EXTRACT
Research News

Plants: RNA notes to self

How does a developing plant shoot know how, where and when to grow?

How does a developing plant shoot know how, where and when to grow? Dividing cells need to pass messages from one another to coordinate growth. In plants, important messages are packaged into RNA, which are sent from cell to cell.

By studying the mustard-like plant Arabidopsis thaliana, Cold Spring Harbor Laboratory scientist David Jackson and colleagues found that RNA messages need a special protein to escort them where they need to go. Without this escort, cells cannot coordinate and the plant fails to develop properly.

Unlike animal cells, plant cells are surrounded by a rigid cell wall. Messages can cross this wall through tiny holes called plasmodesmata. Munenori Kitagawa, who led a study published in the journal Science, says that "plasmodesmata are nanochannels embedded in the cell wall. They mediate various signals' transport from cell to cell, including protein, RNA, hormones, ions and nutrients."

The researchers wondered how plasmodesmata's gates regulate messaging from one cell to the next. They discovered that RNA signaling relied on a protein called AtRRP44a. Lowering the amount of AtRRP44a slowed the movement of RNA messages; lacking the right messages, the plants failed to develop properly.

A protein like this escort protein is present in other plants, yeast and animals. The researchers were able to swap out part of the Arabidopsis thaliana signaling system with parts from corn and restore normal development, showing that the signaling system is similar in many kinds of plants.

PROMPT A
Repeat word for word the passage of the plant RNA article that begins at "Research News" and stops after "fails to develop properly.".
PROMPT B
In the plant RNA article, which protein did RNA signaling depend on?
The lines after this point have no connection to the plant RNA article.

RECORDED INFORMATION
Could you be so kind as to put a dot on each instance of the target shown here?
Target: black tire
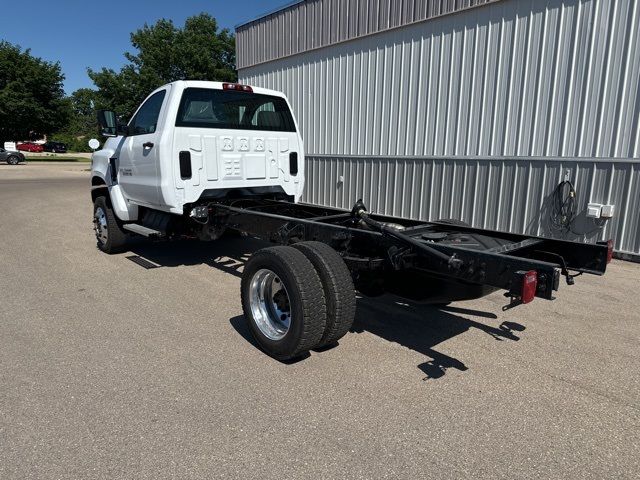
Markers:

TASK SOLUTION A
Research News

Plants: RNA notes to self

How does a developing plant shoot know how, where and when to grow?

How does a developing plant shoot know how, where and when to grow? Dividing cells need to pass messages from one another to coordinate growth. In plants, important messages are packaged into RNA, which are sent from cell to cell.

By studying the mustard-like plant Arabidopsis thaliana, Cold Spring Harbor Laboratory scientist David Jackson and colleagues found that RNA messages need a special protein to escort them where they need to go. Without this escort, cells cannot coordinate and the plant fails to develop properly.

TASK SOLUTION B
AtRRP44a